REQUIREMENT:
Up to and including the line with "Drop a marker on every instance of the blurred crowd", please set down the entries below exactly, starting from the first line.

INFORMATION SHOWN:
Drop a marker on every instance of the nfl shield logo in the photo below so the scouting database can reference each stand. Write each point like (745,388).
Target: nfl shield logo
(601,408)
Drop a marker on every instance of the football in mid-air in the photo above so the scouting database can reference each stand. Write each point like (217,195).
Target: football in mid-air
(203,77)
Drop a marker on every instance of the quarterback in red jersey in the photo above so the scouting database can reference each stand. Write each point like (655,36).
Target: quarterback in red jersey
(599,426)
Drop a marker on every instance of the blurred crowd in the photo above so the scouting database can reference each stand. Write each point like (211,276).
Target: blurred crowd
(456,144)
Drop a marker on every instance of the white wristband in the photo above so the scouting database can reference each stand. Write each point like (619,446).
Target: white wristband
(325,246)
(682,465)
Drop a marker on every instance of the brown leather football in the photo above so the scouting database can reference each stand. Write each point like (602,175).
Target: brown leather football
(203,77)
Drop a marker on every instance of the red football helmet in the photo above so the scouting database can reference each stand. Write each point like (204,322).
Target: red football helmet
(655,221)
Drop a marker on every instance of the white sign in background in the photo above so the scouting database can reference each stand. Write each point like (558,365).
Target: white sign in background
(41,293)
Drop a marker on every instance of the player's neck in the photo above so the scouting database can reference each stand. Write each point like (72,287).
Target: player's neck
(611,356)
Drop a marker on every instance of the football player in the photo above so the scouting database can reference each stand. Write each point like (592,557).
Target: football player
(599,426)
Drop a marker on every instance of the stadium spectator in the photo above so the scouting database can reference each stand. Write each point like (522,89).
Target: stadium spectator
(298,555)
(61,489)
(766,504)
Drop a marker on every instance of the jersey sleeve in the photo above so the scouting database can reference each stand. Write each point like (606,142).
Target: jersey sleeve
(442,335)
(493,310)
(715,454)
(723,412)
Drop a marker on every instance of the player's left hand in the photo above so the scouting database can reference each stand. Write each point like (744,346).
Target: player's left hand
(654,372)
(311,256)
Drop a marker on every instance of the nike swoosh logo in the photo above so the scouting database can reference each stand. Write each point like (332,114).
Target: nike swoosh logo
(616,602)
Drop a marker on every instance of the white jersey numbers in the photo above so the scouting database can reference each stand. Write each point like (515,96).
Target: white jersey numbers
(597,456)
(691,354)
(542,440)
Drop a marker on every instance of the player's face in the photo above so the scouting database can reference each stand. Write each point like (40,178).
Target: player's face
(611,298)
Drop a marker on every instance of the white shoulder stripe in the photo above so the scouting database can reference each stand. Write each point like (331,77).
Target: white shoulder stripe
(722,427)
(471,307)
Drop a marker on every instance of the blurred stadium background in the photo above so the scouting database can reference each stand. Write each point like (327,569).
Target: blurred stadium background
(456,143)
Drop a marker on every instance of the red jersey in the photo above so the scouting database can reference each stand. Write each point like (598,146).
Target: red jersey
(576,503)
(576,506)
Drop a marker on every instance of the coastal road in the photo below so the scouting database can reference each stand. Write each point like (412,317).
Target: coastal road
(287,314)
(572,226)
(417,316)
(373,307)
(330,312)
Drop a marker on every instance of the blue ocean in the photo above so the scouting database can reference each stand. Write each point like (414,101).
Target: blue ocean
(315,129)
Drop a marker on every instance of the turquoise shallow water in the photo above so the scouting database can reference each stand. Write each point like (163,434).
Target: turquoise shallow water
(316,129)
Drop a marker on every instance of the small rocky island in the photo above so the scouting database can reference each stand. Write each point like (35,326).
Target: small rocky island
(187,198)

TASK ANSWER:
Drop a marker on every instance of the nfl shield logo in the photo below so the scouting database can reference each stand. Write each point like (745,388).
Target: nfl shield logo
(601,408)
Drop a marker on every instance of the football in mid-air in the photo above so the scouting database can reference each stand. Write each point like (217,195).
Target: football in mid-air
(203,77)
Drop a marker on every instance of the quarterback in red jersey in the photo above so the scouting database can reference each stand. Write each point like (655,36).
Target: quarterback in red jersey
(599,426)
Drop a marker on every instance of the blurred crowd in the photo above so the scouting database can reference each stand. Write each point like (211,276).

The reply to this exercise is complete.